[Exercise details]
Reproduce every record below exactly as it appears.
* Start Material for the task *
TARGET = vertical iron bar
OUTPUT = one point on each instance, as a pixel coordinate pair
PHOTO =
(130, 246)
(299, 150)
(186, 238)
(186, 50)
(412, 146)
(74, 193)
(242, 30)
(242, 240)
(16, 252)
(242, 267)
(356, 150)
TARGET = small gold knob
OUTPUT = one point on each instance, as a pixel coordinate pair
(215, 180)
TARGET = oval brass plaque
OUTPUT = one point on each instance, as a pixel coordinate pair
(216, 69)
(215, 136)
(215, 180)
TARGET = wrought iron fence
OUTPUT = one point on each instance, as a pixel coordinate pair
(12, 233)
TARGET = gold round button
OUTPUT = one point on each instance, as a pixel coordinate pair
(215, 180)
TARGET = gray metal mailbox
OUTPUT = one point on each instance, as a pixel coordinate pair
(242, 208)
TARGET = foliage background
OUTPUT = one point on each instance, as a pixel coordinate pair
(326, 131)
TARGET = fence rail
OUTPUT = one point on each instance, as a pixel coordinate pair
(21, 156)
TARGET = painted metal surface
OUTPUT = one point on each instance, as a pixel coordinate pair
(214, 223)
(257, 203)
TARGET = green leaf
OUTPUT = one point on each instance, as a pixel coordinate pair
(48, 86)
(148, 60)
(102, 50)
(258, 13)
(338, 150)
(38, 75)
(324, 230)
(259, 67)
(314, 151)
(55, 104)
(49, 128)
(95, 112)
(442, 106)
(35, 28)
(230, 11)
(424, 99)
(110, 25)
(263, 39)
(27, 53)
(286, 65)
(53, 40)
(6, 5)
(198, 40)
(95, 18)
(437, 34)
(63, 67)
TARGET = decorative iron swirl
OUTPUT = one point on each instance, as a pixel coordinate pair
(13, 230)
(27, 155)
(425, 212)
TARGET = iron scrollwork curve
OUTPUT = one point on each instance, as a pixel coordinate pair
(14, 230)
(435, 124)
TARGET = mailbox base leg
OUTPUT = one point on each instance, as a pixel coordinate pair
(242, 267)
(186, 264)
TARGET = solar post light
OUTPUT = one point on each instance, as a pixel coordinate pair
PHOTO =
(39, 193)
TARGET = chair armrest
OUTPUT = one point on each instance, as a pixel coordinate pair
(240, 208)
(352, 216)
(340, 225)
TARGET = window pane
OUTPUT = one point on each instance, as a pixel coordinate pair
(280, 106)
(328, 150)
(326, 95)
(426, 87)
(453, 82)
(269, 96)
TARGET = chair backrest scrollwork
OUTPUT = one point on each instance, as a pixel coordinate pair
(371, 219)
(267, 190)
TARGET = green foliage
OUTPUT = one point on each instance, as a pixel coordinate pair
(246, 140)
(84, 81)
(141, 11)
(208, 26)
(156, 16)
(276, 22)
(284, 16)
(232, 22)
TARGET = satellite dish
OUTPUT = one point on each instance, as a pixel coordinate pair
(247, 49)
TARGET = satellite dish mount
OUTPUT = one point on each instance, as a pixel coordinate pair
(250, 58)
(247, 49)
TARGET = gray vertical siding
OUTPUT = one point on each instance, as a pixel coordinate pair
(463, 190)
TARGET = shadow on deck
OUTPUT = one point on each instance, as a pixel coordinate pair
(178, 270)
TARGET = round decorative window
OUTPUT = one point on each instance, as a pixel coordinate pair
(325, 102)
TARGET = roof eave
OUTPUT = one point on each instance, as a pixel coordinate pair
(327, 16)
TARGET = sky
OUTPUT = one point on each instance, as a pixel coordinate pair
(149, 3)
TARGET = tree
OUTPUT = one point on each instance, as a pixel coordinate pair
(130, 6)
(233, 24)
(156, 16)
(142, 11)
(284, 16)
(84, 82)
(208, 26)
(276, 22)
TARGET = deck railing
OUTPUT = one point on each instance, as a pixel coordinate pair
* End Material for the task *
[Finished task]
TARGET = vertical iron bar
OUTPUT = one point on each instance, as a pixel coordinate pair
PHOTO =
(130, 246)
(299, 150)
(186, 238)
(186, 50)
(412, 146)
(74, 193)
(242, 30)
(242, 240)
(16, 252)
(242, 267)
(356, 150)
TARGET = small gold knob
OUTPUT = one point on each instance, as a pixel coordinate pair
(215, 180)
TARGET = oval brass plaque
OUTPUT = one point on each instance, as a pixel coordinate pair
(216, 69)
(215, 136)
(215, 180)
TARGET = wrought iron fence
OUTPUT = one point on each instance, as a pixel coordinate pair
(12, 233)
TARGET = gold round button
OUTPUT = one point on each instance, as a pixel coordinate pair
(215, 180)
TARGET = gray metal mailbox
OUTPUT = one point on each instance, as a pixel coordinate pair
(242, 208)
TARGET = foliage background
OUTPUT = one point on each instance, as a pixel coordinate pair
(326, 131)
TARGET = fence rail
OUTPUT = one point on each instance, as a pixel coordinate pair
(21, 156)
TARGET = painted metal surface
OUTPUT = one point on each instance, as a pixel coordinate pair
(214, 223)
(257, 203)
TARGET = green leaf
OUTPUT = one point on each instance, as a pixel coordinate pair
(48, 86)
(148, 60)
(102, 50)
(258, 13)
(338, 150)
(38, 75)
(324, 230)
(259, 67)
(314, 151)
(55, 104)
(49, 128)
(95, 112)
(442, 106)
(35, 28)
(230, 11)
(424, 99)
(110, 25)
(263, 39)
(27, 53)
(286, 65)
(53, 40)
(6, 5)
(198, 40)
(95, 18)
(437, 34)
(63, 67)
TARGET = decorative iron swirl
OUTPUT = one point on each instance, as a pixel coordinate pair
(13, 230)
(27, 155)
(425, 212)
TARGET = iron scrollwork curve
OUTPUT = one point on each instance, as a pixel coordinate pair
(14, 230)
(435, 124)
TARGET = mailbox base leg
OUTPUT = one point on each instance, as a pixel coordinate pair
(242, 267)
(186, 264)
TARGET = solar post light
OUTPUT = one point on each instance, as a pixel coordinate pair
PHOTO =
(39, 193)
TARGET = chair armrest
OUTPUT = one point on each instance, as a pixel coordinate pair
(240, 208)
(352, 216)
(340, 225)
TARGET = window pane
OUTPUT = one point on each instance, as a pixel coordinate pair
(280, 106)
(328, 150)
(326, 95)
(426, 87)
(453, 82)
(269, 96)
TARGET = chair backrest scrollwork
OUTPUT = one point on each instance, as a pixel coordinate pair
(371, 219)
(267, 190)
TARGET = green foliage
OUTPUT = one point on each instance, as a pixel coordinate pair
(246, 140)
(84, 81)
(141, 11)
(208, 26)
(156, 16)
(276, 22)
(284, 16)
(232, 22)
TARGET = satellite dish
OUTPUT = one point on each instance, as a pixel coordinate pair
(247, 49)
TARGET = satellite dish mount
OUTPUT = one point on each instance, as a pixel coordinate pair
(250, 58)
(247, 49)
TARGET = gray vertical siding
OUTPUT = one point on each instance, as a pixel coordinate pair
(463, 190)
TARGET = shadow on deck
OUTPUT = one point on each instance, as a pixel coordinate pair
(178, 270)
TARGET = round decorative window
OUTPUT = one point on each instance, as a pixel coordinate pair
(325, 102)
TARGET = roof eave
OUTPUT = one point on each instance, as a pixel coordinate pair
(327, 16)
TARGET = sky
OUTPUT = one point on each instance, as a pixel coordinate pair
(149, 3)
TARGET = tree
OUTPUT = one point on each instance, as a pixel coordinate pair
(130, 6)
(233, 24)
(156, 16)
(142, 11)
(284, 16)
(84, 82)
(208, 26)
(276, 22)
TARGET = deck railing
OUTPUT = one point on each instance, as a pixel coordinate pair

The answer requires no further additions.